● **Assignment**
Scan the entries line by line and return those with "below".

(Collected data entries)
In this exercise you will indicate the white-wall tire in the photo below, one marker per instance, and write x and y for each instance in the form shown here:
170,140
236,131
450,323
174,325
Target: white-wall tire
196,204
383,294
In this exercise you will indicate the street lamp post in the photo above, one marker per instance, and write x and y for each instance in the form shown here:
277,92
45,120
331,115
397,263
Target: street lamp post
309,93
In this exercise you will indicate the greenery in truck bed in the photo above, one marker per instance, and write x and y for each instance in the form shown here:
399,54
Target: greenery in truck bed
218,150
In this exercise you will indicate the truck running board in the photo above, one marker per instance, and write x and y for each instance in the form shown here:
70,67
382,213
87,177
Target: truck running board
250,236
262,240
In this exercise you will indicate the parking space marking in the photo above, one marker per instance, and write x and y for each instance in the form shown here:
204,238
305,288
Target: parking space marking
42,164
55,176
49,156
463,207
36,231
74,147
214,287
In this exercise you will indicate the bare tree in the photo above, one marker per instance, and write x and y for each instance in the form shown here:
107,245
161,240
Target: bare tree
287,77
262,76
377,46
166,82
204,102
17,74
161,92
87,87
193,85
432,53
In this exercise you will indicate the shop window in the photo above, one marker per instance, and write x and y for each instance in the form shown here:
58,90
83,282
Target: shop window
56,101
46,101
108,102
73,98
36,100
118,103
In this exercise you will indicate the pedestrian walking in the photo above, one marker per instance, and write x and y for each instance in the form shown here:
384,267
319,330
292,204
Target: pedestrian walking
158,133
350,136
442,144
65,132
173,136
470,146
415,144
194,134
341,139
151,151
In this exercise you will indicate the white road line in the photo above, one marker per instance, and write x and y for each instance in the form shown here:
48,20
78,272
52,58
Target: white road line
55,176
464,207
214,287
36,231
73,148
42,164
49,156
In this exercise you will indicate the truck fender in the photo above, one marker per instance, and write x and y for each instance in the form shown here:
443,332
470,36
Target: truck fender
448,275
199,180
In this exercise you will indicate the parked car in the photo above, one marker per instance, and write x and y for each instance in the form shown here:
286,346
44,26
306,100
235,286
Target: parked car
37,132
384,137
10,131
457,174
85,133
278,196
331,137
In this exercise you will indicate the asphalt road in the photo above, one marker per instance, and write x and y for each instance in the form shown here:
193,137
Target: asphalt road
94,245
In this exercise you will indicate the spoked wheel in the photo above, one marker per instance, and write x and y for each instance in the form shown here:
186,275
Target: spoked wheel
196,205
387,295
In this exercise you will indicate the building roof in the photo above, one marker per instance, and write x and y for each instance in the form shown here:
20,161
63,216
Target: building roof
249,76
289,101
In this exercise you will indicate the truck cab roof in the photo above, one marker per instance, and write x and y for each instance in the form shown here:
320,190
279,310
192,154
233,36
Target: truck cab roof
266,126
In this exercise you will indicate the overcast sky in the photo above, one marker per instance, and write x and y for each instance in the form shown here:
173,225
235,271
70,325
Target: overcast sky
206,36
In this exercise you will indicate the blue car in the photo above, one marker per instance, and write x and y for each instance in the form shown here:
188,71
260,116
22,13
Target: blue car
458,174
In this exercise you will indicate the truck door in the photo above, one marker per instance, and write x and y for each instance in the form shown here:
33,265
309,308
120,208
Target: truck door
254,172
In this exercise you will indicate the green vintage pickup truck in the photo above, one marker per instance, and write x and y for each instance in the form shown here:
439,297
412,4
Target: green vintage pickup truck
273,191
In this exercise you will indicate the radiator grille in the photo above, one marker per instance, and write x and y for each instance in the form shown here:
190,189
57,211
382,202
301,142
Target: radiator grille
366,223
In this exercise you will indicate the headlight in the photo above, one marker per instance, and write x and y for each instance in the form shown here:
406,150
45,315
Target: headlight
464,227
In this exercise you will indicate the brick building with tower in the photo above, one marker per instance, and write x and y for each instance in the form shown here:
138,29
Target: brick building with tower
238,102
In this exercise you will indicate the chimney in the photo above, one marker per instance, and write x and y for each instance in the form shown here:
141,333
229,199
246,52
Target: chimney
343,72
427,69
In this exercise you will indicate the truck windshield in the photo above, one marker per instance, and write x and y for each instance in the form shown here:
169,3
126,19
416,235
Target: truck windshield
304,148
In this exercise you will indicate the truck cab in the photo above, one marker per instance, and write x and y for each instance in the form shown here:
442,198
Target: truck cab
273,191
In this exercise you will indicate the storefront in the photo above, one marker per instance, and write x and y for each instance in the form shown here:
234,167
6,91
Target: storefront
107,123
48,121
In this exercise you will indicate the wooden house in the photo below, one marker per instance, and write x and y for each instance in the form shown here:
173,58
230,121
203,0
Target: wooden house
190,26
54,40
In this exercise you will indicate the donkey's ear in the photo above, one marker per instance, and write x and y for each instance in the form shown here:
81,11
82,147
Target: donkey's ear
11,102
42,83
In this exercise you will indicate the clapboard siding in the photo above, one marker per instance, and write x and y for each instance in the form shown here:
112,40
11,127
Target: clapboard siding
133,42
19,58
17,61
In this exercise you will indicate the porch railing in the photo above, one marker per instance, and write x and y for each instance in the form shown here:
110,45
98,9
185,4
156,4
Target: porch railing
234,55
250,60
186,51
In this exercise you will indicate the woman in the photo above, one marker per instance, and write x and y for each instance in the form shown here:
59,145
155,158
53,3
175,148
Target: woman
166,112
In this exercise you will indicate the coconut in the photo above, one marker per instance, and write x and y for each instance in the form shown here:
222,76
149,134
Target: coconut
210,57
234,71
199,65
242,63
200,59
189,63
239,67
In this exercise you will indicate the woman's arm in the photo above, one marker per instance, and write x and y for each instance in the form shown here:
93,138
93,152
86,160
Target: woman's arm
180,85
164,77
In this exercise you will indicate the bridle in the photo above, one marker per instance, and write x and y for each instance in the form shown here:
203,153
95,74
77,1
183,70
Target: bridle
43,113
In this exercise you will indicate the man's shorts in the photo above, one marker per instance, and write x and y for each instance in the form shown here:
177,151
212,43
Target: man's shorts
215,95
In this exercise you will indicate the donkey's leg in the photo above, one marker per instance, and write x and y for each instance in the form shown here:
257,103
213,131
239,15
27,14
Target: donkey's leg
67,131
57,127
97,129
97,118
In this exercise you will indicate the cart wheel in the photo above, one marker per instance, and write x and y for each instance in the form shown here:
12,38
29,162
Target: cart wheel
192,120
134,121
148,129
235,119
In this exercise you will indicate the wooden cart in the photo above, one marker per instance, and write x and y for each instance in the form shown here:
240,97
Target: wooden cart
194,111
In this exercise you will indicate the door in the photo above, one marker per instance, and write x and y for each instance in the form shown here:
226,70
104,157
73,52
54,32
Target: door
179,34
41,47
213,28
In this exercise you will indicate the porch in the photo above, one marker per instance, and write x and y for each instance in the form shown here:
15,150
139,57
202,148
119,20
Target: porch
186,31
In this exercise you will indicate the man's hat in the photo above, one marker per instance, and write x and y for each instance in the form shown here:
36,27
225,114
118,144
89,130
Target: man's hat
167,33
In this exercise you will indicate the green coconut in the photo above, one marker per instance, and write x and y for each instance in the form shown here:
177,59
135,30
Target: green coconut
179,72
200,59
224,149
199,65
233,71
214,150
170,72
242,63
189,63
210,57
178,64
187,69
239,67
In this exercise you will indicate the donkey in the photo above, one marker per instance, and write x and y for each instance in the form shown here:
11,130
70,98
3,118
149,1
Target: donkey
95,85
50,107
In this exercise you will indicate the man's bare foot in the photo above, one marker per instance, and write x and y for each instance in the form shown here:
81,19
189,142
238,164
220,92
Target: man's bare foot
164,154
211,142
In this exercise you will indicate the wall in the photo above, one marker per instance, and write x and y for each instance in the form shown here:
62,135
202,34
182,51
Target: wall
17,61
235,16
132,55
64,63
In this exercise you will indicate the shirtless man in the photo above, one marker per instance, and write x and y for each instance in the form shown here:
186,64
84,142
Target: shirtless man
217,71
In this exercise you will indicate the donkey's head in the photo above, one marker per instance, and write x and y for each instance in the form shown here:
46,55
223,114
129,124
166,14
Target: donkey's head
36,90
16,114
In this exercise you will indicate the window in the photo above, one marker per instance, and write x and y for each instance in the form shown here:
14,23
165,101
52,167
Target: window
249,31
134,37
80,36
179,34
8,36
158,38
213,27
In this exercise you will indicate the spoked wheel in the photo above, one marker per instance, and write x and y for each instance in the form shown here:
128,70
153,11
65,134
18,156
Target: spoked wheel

● **Result**
In this exercise you will indicate the white-wall tire in the photo below, one marker per instance, and write x and y for each instance in the form shown here:
In this exercise you will indicate the wooden house in the photo below, one marker per instance, and write x and y for each instance in the form shown here:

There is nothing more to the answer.